Can I coach my spouse?

Unless you are both oriented around the paradigm of coaching, I would not advise it. It can be helpful and powerful in those moments when you or your spouse would appreciate a non-judgemental, non-directive, indifferent voice in their life.

When to coach in your marriage:

  • When both you and your spouse are aware of the need
  • When you have been asked by your spouse OR when you’ve asked your spouse if they could benefit from and agree to be coached
  • When the situation warrants it (e.g. conflict, decision-making or uncertainty, and the above criteria are understood)

My wife, Gina, is also a coach. She and I have learned to ask one another to be coached and for permission to coach the other. In our three decades of marriage, this has worked well for us. However, there are times when coaching in marriage is not advised.

When not to coach in your marriage:

  • When you have an agenda to get across
  • When you are angry or upset
  • When the situation has reached an emotional peak

We have also found that preventive care will do wonders when we find ourselves in a heated conversation–or one that is delicious with nuance!

Early in our marriage we attended a communication workshop led by Dr. Dallas Demmit.  He actually contributed to our coaching research and coined the term “Discovery Listening”. In that workshop, Dallas asked each couple to sit back-to-back. One spouse would share a situation while the other listened and summarized. Dallas sat off to the side with a clicker in his hand and made an obnoxious “click” each time I misinterpreted what Gina was saying. “Click” “click” ”click”!  It was a painful, albeit helpful, exercise.

Listening and summarizing are two of the most important skills in coaching. If you listen well, and then summarize back to your spouse what you are hearing without putting your own interpretation on it, you’re halfway there. Yet, it’s surprisingly difficult.

First, let’s talk about listening. Listening means that you, as the coach, need to focus all your energy and attention on your spouse. No distractions, no mind wandering, no jumping to solutions. It means patiently and carefully listening without assuming you know where your spouse is coming from. It means asking follow-up questions to clarify and unpack what they are thinking. One of the most powerful questions you can ask is quite simple: “What else?” Keep asking that until your spouse runs out of things to say.

Then, summarize back what you are hearing to make sure you got it right. This is much harder than it sounds. It’s incredibly easy as a coach to subtly put your own interpretation on what you hear from your spouse or highlight what you may consider flaws in their thinking. At that point, you leave the role of coach and enter the role of expert or consultant. Summarizing becomes steering. Even very experienced coaches can fall into interpreting rather than simply reflecting what is being said.

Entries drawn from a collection
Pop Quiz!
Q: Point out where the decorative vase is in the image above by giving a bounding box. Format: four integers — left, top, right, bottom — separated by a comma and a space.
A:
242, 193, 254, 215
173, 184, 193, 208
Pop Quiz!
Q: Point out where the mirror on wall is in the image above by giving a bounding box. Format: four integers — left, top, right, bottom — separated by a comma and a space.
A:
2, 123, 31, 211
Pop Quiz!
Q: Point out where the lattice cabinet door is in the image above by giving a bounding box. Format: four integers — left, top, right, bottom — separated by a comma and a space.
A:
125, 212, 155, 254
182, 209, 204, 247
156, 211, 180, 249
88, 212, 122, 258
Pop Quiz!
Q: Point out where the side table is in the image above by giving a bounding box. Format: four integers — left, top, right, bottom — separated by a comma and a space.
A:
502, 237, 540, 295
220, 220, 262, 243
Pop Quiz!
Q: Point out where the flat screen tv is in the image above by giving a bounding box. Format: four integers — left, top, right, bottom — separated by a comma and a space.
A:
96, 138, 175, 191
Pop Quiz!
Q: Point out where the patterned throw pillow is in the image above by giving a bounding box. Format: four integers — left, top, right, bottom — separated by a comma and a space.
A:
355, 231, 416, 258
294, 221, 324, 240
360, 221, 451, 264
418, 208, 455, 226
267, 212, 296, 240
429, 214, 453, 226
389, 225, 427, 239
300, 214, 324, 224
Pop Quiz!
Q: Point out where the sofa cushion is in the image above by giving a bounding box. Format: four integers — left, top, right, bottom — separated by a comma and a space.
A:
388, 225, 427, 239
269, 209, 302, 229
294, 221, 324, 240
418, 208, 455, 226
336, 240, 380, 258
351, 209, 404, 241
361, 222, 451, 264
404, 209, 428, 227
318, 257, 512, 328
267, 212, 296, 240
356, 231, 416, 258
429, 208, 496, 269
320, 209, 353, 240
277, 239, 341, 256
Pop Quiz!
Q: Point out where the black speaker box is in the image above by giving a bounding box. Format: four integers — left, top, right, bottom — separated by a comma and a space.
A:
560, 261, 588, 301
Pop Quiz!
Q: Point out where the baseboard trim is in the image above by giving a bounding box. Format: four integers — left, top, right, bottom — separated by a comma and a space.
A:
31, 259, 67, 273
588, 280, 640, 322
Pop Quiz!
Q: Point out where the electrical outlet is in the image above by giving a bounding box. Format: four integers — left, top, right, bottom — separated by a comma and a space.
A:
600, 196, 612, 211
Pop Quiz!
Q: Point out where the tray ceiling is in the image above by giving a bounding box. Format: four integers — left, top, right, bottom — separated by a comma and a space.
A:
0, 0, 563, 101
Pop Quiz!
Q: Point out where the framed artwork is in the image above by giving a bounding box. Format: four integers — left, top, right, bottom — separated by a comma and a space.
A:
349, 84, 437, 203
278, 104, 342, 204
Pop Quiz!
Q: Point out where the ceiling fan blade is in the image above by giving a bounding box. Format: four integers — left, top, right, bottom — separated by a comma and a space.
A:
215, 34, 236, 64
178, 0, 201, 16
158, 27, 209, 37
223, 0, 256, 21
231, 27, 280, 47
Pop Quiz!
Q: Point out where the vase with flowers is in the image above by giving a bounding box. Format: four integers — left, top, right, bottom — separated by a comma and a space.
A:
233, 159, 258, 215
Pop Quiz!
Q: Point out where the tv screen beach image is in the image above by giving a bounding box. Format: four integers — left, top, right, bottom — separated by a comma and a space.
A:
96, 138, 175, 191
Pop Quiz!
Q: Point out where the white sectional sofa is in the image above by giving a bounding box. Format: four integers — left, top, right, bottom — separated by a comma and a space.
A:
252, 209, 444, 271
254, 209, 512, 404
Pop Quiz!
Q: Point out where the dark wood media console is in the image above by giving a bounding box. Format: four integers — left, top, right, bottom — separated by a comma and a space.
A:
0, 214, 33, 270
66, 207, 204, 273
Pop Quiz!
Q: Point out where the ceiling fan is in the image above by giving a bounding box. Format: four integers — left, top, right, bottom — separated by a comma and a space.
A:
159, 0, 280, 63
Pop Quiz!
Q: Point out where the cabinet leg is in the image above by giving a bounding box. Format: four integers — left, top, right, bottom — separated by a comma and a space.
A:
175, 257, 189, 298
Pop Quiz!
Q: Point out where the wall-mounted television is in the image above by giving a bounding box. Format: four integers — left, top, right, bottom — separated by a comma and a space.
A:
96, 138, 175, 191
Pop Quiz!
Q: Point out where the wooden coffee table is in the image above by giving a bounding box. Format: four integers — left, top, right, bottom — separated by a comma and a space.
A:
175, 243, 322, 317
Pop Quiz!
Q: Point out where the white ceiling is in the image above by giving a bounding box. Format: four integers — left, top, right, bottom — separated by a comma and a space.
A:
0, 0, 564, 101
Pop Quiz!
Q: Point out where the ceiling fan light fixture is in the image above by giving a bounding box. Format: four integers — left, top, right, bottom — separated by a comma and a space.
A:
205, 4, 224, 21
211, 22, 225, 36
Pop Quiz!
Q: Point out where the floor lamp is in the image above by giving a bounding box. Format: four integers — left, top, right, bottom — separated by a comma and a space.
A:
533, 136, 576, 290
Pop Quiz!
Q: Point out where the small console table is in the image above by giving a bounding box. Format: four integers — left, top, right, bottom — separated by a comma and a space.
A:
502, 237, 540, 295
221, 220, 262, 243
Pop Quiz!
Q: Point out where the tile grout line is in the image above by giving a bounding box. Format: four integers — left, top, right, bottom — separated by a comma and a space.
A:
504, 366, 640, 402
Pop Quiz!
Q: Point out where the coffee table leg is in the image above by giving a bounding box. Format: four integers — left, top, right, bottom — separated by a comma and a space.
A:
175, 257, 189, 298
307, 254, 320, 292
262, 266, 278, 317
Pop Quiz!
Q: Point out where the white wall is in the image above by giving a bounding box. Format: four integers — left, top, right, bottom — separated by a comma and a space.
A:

**INSTRUCTIONS TO FOLLOW:**
Carry the article on coaching your spouse further, starting right after its last sentence. None of this data matters for the work.

**EXPECTED ANSWER:**
Here are some exercises for growing in the skill of summarizing:

  • Marriage provides fertile ground for practicing listening and summarizing. Ask your significant other or a close friend to share about a significant issue in your relationship while you just listen and summarize. After you summarize, ask, “Is that an accurate reflection of what you are saying?” A response that starts with, “Kind of,” or “Yes, but,” isn’t good enough. Likely, you’ll have to try it several times before the other person says, “Yes, that’s right. That’s what I am saying.”
  • In your next conversation with your spouse, try using these phrases to summarize what you are hearing:
    • So, what I hear you saying is…
    • So, your experience has been…
    • So, I gather that…
    • What do you mean by…?
  • Help your spouse create a metaphor for their situation or experience. For example, “Describe your challenge in terms of (weather, topography, traffic, a building, color, art, music, etc.).” One dentist described the need for pulling a baby tooth: “the adult teeth under the gums need to merge traffic from three lanes into two.” Ask your spouse to explain the metaphor and why they chose it.
  • Help your spouse unpack. Unpacking is another listening tool you can use throughout a coaching conversation. Rather than stopping with what your spouse has said, try to take it a step further. Ask:
    • What else?
    • Say more about that.
    • Help me understand that a bit more.

These are all helpful to exercises to build your listening and summarizing skills in marriage. One last note: make sure you and your spouse are both familiar with the coach approach before you launch into any of these exercises. In fact, over the years, we have been very clear when we’ve wanted the other person to simply listen. It is helpful to set some ground rules to frame the conversation so that both of you are on the same page (e.g. “I would appreciate it if you would listen for the next 15 minutes”).

What about you? How have you found coaching in your marriage to be helpful or challenging?